TASK DESCRIPTION:
Copy the following lines verbatim, with no changes.

[Object detection data]
────────────────────

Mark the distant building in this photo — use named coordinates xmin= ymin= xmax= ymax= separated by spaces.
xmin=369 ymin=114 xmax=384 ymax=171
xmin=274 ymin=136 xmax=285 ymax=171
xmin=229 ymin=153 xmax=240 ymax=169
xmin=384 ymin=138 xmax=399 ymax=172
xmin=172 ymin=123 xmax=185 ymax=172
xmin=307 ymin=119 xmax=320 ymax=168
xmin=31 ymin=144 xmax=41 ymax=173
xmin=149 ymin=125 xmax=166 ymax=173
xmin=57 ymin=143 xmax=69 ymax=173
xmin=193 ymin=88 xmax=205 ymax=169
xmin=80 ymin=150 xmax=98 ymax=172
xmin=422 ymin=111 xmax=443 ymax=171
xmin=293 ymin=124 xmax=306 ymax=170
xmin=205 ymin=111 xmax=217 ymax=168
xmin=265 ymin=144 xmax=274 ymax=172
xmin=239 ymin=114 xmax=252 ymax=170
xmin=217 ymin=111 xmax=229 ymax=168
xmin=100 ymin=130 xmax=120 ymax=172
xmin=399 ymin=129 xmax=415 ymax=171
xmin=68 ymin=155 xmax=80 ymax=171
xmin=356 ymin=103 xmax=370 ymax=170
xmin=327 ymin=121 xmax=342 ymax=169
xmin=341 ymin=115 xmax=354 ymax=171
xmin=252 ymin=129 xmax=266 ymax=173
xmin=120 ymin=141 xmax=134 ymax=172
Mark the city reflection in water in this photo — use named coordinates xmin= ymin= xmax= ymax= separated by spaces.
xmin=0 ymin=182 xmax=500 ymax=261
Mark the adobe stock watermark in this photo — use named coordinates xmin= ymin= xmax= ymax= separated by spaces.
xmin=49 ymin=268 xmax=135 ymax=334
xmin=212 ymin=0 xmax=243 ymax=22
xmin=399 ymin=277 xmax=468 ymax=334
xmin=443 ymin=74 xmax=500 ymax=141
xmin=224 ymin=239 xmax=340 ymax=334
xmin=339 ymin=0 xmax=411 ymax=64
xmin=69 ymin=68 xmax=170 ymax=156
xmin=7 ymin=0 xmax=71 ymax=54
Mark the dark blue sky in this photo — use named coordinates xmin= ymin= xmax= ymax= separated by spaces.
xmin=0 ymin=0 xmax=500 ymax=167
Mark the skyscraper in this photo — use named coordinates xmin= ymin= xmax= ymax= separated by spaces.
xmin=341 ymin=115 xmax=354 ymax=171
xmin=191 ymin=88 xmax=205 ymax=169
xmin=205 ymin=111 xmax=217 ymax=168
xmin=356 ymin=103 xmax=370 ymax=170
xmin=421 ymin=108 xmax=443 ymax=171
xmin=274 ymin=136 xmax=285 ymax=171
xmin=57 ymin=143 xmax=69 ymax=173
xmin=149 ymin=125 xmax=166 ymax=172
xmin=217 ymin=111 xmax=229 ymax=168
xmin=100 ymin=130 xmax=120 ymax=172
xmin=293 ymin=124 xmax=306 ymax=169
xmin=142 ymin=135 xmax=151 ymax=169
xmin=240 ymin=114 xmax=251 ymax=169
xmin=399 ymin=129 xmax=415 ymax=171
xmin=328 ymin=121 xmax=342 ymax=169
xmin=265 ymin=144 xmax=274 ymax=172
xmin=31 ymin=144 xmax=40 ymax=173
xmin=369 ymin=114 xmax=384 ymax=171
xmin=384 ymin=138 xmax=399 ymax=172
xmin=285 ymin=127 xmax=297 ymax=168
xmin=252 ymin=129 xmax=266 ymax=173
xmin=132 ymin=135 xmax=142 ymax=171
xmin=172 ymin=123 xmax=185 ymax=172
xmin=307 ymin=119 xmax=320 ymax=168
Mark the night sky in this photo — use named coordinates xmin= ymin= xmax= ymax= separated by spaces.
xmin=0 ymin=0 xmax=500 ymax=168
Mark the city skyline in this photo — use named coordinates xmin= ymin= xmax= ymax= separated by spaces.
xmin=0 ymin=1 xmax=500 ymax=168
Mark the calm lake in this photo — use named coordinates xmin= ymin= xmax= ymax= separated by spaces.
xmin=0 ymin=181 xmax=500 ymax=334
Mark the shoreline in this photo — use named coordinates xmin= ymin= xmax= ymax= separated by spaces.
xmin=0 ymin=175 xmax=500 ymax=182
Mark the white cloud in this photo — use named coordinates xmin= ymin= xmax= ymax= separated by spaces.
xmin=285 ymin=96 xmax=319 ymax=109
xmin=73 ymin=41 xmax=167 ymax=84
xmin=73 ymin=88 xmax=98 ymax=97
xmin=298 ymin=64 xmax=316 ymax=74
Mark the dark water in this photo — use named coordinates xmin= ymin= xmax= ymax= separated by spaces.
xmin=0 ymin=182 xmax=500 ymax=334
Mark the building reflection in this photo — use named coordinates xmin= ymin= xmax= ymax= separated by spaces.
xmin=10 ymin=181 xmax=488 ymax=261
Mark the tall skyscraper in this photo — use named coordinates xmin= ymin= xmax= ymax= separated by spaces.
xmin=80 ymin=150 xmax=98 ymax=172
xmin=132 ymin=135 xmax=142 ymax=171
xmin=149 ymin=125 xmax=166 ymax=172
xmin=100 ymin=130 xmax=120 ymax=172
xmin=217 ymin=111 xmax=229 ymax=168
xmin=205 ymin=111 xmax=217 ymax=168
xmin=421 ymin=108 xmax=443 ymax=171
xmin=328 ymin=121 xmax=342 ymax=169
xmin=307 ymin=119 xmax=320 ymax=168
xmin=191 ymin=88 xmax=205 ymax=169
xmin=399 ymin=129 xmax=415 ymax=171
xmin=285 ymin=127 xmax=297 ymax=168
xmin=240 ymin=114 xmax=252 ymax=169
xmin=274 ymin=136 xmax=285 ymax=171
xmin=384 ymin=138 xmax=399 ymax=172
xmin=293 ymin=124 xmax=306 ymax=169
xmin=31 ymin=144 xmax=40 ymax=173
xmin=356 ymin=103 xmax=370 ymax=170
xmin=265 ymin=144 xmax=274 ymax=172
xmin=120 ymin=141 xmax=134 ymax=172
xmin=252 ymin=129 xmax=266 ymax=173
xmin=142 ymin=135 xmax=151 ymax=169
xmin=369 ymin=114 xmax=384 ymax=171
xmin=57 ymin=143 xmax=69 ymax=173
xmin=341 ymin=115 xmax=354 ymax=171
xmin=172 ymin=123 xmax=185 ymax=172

────────────────────

THE RESPONSE:
Mark the distant building in this photo — use named coordinates xmin= ymin= xmax= ymax= separated by spaces.
xmin=369 ymin=114 xmax=384 ymax=171
xmin=274 ymin=136 xmax=285 ymax=171
xmin=229 ymin=153 xmax=240 ymax=169
xmin=384 ymin=138 xmax=399 ymax=172
xmin=172 ymin=123 xmax=185 ymax=172
xmin=307 ymin=119 xmax=320 ymax=168
xmin=31 ymin=144 xmax=41 ymax=173
xmin=149 ymin=125 xmax=166 ymax=173
xmin=57 ymin=143 xmax=69 ymax=173
xmin=193 ymin=88 xmax=205 ymax=169
xmin=80 ymin=150 xmax=98 ymax=172
xmin=422 ymin=111 xmax=443 ymax=171
xmin=293 ymin=124 xmax=306 ymax=170
xmin=205 ymin=111 xmax=217 ymax=168
xmin=265 ymin=144 xmax=274 ymax=172
xmin=239 ymin=114 xmax=252 ymax=170
xmin=217 ymin=111 xmax=229 ymax=168
xmin=100 ymin=130 xmax=120 ymax=172
xmin=399 ymin=129 xmax=415 ymax=171
xmin=68 ymin=155 xmax=80 ymax=171
xmin=356 ymin=103 xmax=370 ymax=170
xmin=327 ymin=121 xmax=342 ymax=169
xmin=341 ymin=115 xmax=354 ymax=171
xmin=252 ymin=129 xmax=266 ymax=173
xmin=120 ymin=141 xmax=134 ymax=172
Mark the city reflection in water in this photo — use named coordinates xmin= ymin= xmax= ymax= separated by spaces.
xmin=0 ymin=182 xmax=500 ymax=261
Mark the adobe stock watermark in this photo — use named coordinates xmin= ymin= xmax= ymax= separated by spaces.
xmin=49 ymin=268 xmax=135 ymax=334
xmin=212 ymin=0 xmax=243 ymax=22
xmin=399 ymin=277 xmax=468 ymax=334
xmin=443 ymin=74 xmax=500 ymax=141
xmin=224 ymin=239 xmax=340 ymax=334
xmin=339 ymin=0 xmax=411 ymax=64
xmin=69 ymin=68 xmax=170 ymax=156
xmin=7 ymin=0 xmax=71 ymax=54
Mark the dark blue sky in this photo — use named coordinates xmin= ymin= xmax= ymax= separated by spaces.
xmin=0 ymin=0 xmax=500 ymax=167
Mark the skyscraper in this photo — use named coordinates xmin= ymin= xmax= ymax= separated by spaces.
xmin=341 ymin=115 xmax=354 ymax=171
xmin=191 ymin=88 xmax=205 ymax=169
xmin=205 ymin=111 xmax=217 ymax=168
xmin=356 ymin=103 xmax=370 ymax=170
xmin=421 ymin=108 xmax=443 ymax=171
xmin=274 ymin=136 xmax=285 ymax=171
xmin=57 ymin=143 xmax=69 ymax=173
xmin=149 ymin=125 xmax=166 ymax=172
xmin=217 ymin=111 xmax=229 ymax=168
xmin=100 ymin=130 xmax=120 ymax=172
xmin=293 ymin=124 xmax=306 ymax=169
xmin=142 ymin=135 xmax=151 ymax=169
xmin=240 ymin=114 xmax=251 ymax=169
xmin=399 ymin=129 xmax=415 ymax=171
xmin=328 ymin=121 xmax=342 ymax=169
xmin=265 ymin=144 xmax=274 ymax=172
xmin=31 ymin=144 xmax=40 ymax=173
xmin=369 ymin=114 xmax=384 ymax=171
xmin=384 ymin=138 xmax=399 ymax=172
xmin=285 ymin=127 xmax=297 ymax=168
xmin=252 ymin=129 xmax=266 ymax=173
xmin=132 ymin=135 xmax=142 ymax=171
xmin=172 ymin=123 xmax=185 ymax=172
xmin=307 ymin=119 xmax=320 ymax=168
Mark the night sky in this photo — use named coordinates xmin= ymin= xmax= ymax= separated by spaces.
xmin=0 ymin=0 xmax=500 ymax=168
Mark the city skyline in this photo — use named coordinates xmin= ymin= xmax= ymax= separated by spaces.
xmin=0 ymin=1 xmax=500 ymax=168
Mark the calm lake in this photo — use named coordinates xmin= ymin= xmax= ymax= separated by spaces.
xmin=0 ymin=181 xmax=500 ymax=334
Mark the shoreline in this photo — use named coordinates xmin= ymin= xmax= ymax= separated by spaces.
xmin=0 ymin=175 xmax=500 ymax=182
Mark the white cloud in this photo — use named coordinates xmin= ymin= xmax= ymax= separated by spaces.
xmin=285 ymin=96 xmax=319 ymax=109
xmin=73 ymin=41 xmax=167 ymax=84
xmin=73 ymin=88 xmax=98 ymax=97
xmin=298 ymin=64 xmax=316 ymax=74
Mark the dark water in this photo — use named coordinates xmin= ymin= xmax= ymax= separated by spaces.
xmin=0 ymin=182 xmax=500 ymax=334
Mark the building reflection in this photo — use named coordinates xmin= ymin= xmax= ymax= separated by spaces.
xmin=10 ymin=181 xmax=488 ymax=261
Mark the tall skyscraper in this photo — use named coordinates xmin= ymin= xmax= ymax= separated by spaces.
xmin=80 ymin=150 xmax=98 ymax=172
xmin=132 ymin=135 xmax=142 ymax=171
xmin=149 ymin=125 xmax=166 ymax=172
xmin=100 ymin=130 xmax=120 ymax=172
xmin=217 ymin=111 xmax=229 ymax=168
xmin=205 ymin=111 xmax=217 ymax=168
xmin=421 ymin=108 xmax=443 ymax=171
xmin=328 ymin=121 xmax=342 ymax=169
xmin=307 ymin=119 xmax=320 ymax=168
xmin=191 ymin=88 xmax=205 ymax=169
xmin=399 ymin=129 xmax=415 ymax=171
xmin=285 ymin=127 xmax=297 ymax=168
xmin=240 ymin=114 xmax=252 ymax=169
xmin=274 ymin=136 xmax=285 ymax=171
xmin=384 ymin=138 xmax=399 ymax=172
xmin=293 ymin=124 xmax=306 ymax=169
xmin=31 ymin=144 xmax=40 ymax=173
xmin=356 ymin=103 xmax=370 ymax=170
xmin=265 ymin=144 xmax=274 ymax=172
xmin=120 ymin=141 xmax=134 ymax=172
xmin=252 ymin=129 xmax=266 ymax=173
xmin=142 ymin=135 xmax=151 ymax=169
xmin=369 ymin=114 xmax=384 ymax=171
xmin=57 ymin=143 xmax=69 ymax=173
xmin=341 ymin=115 xmax=354 ymax=171
xmin=172 ymin=123 xmax=185 ymax=172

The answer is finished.